> [WHAT THE EXERCISE ASKS]: For each record below, give an exact transcription.

> [PROVIDED MATERIAL]:
▬▬▬▬▬▬▬▬▬▬

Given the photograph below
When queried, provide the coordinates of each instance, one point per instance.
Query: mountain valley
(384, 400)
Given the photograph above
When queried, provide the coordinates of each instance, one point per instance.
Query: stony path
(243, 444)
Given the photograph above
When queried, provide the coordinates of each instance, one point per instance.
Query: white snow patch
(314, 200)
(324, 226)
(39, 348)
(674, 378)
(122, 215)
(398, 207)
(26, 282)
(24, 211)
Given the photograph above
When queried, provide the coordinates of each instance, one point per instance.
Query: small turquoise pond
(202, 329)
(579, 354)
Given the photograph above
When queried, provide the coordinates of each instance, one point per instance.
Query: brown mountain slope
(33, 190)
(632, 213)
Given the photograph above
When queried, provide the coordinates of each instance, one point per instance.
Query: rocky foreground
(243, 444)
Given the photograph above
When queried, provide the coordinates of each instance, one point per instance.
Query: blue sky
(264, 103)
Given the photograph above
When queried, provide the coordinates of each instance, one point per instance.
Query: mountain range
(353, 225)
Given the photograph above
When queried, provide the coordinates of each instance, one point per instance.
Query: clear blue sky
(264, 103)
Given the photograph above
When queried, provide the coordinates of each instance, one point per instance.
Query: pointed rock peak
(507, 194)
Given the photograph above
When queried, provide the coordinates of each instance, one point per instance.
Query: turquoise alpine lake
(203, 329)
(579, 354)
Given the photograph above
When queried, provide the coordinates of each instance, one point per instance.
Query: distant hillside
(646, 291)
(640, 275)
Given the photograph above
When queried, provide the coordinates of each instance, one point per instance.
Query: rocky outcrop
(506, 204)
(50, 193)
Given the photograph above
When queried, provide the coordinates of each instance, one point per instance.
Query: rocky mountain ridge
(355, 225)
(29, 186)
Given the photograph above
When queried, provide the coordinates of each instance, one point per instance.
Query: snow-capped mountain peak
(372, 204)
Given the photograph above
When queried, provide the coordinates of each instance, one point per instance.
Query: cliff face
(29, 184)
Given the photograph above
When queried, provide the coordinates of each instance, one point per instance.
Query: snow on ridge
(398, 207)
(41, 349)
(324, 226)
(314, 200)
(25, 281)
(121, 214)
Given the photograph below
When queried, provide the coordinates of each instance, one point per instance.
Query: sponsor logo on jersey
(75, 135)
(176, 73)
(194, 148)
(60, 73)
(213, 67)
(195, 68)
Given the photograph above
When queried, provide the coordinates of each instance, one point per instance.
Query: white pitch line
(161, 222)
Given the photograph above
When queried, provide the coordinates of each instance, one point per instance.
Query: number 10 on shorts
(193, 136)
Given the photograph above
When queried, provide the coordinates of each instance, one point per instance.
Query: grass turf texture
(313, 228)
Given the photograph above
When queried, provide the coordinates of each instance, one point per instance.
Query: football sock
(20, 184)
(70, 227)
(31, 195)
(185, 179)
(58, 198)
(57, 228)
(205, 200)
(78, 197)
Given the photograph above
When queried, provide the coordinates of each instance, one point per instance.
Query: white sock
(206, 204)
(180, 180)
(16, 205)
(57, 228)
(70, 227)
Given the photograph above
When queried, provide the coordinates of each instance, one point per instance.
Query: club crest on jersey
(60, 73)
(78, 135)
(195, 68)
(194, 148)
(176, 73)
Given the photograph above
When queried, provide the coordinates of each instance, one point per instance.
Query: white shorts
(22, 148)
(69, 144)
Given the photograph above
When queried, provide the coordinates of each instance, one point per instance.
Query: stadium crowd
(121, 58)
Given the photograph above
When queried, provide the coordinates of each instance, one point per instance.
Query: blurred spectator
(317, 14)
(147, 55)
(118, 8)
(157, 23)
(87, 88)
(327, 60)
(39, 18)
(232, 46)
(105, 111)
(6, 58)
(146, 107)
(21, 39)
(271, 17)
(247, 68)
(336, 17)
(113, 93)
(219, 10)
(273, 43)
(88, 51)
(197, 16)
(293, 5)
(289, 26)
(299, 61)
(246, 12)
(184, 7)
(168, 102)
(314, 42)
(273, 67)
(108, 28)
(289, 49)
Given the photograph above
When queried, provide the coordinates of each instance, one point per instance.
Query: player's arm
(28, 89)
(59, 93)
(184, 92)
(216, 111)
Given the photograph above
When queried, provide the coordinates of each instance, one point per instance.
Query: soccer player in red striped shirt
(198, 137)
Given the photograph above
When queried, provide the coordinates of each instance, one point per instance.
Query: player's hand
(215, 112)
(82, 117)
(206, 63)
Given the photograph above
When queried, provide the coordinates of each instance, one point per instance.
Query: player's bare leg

▬▬▬▬▬▬▬▬▬▬

> [EXPECTED OUTPUT]:
Given the photograph below
When queried, provide the coordinates of each instance, one point per instance.
Query: mountain valley
(384, 400)
Given the photograph above
When queried, provide the coordinates of each instance, one point per instance.
Query: stony path
(243, 444)
Given the photograph above
When queried, provide the coordinates of each instance, one point per instance.
Query: white snow patch
(314, 200)
(324, 226)
(39, 348)
(674, 378)
(122, 215)
(398, 207)
(26, 282)
(24, 211)
Given the photograph above
When queried, provide the coordinates of each instance, one point per instance.
Query: small turquoise pond
(202, 329)
(579, 354)
Given the photograph above
When queried, provide the coordinates of each instance, one point per instance.
Query: brown mountain slope
(33, 190)
(632, 213)
Given the photograph above
When queried, provide the coordinates of each instance, one point per instance.
Query: rocky foreground
(243, 444)
Given the photograph above
When queried, provide the coordinates of each instance, one point per instance.
Query: blue sky
(264, 103)
Given the photograph above
When queried, provide the coordinates of each instance, one point per instance.
Query: mountain range
(353, 225)
Given the photograph above
When queried, provide the coordinates of each instance, one point per instance.
Query: clear blue sky
(264, 103)
Given the photograph above
When queried, provide the coordinates of each instance, one point per instance.
Query: pointed rock peak
(507, 194)
Given the photograph above
When queried, provide the coordinates of each instance, one point per instance.
Query: turquoise alpine lake
(203, 329)
(579, 354)
Given the photograph above
When queried, provide the coordinates of each instance, one point per instance.
Query: distant hillside
(646, 291)
(640, 275)
Given the photograph above
When queried, provide the coordinates of each instance, one point per instance.
Query: rocky outcrop
(506, 204)
(50, 193)
Given the photograph above
When queried, provide the coordinates of each instance, one point per instance.
Query: rocky mountain ridge
(355, 225)
(29, 186)
Given the photograph above
When queried, provide the coordinates of each instance, one point per instance.
Query: snow-capped mountain peak
(372, 204)
Given the photograph above
When queried, provide the coordinates of each instance, one point per instance.
Query: cliff face
(29, 184)
Given the photograph above
When queried, provide the coordinates of each instance, one point per instance.
Query: snow on ridge
(398, 207)
(41, 349)
(324, 226)
(314, 200)
(25, 281)
(121, 214)
Given the photograph below
When queried, provide the coordinates of each instance, one point per instance.
Query: sponsor logo on jersey
(75, 135)
(176, 73)
(194, 148)
(60, 73)
(213, 67)
(195, 68)
Given the photograph above
When queried, provide the coordinates of each instance, one point per instance.
Query: white pitch line
(161, 222)
Given the photograph above
When queried, provide the coordinates of each instance, one point per instance.
Query: number 10 on shorts
(193, 136)
Given the photograph above
When queried, provide the coordinates of each instance, one point per instance.
Query: grass turf texture
(313, 228)
Given the photograph above
When queried, provide the coordinates of each instance, one point per instance.
Query: football sock
(20, 184)
(70, 227)
(31, 195)
(185, 179)
(58, 198)
(57, 228)
(205, 200)
(78, 197)
Given the photograph above
When queried, provide the coordinates of each instance, one point per instance.
Query: white sock
(206, 204)
(180, 180)
(16, 205)
(57, 228)
(70, 227)
Given the photograph above
When queried, provide the coordinates of each instance, one point per instance.
Query: club crest on jersey
(60, 73)
(78, 135)
(195, 68)
(194, 148)
(176, 73)
Given the photograph above
When queried, provide the coordinates of each instance, one point per instance.
Query: white shorts
(22, 148)
(69, 144)
Given the photograph above
When queried, provide the coordinates of each instance, one point per instance.
Query: stadium crowd
(121, 58)
Given the photograph above
When queried, provide the coordinates of each instance, one point per instance.
Query: blurred spectator
(317, 14)
(147, 55)
(118, 8)
(157, 23)
(87, 88)
(327, 60)
(39, 18)
(232, 46)
(105, 111)
(6, 58)
(146, 107)
(21, 39)
(271, 17)
(247, 68)
(336, 17)
(113, 93)
(219, 10)
(273, 43)
(88, 51)
(197, 16)
(293, 5)
(289, 26)
(299, 61)
(246, 12)
(184, 7)
(168, 102)
(314, 42)
(273, 67)
(108, 28)
(289, 49)
Given the photograph above
When queried, provide the coordinates of each instance, one point per instance.
Query: player's arm
(28, 89)
(59, 93)
(184, 92)
(216, 111)
Given the photograph above
When queried, provide the coordinates of each instance, one point per instance.
Query: soccer player in red striped shirt
(198, 137)
Given the photograph above
When queried, provide the coordinates of each instance, one point per instance.
Query: player's hand
(215, 112)
(82, 117)
(206, 63)
Given the photograph above
When queried, provide the coordinates of each instance, one point per instance.
Query: player's bare leg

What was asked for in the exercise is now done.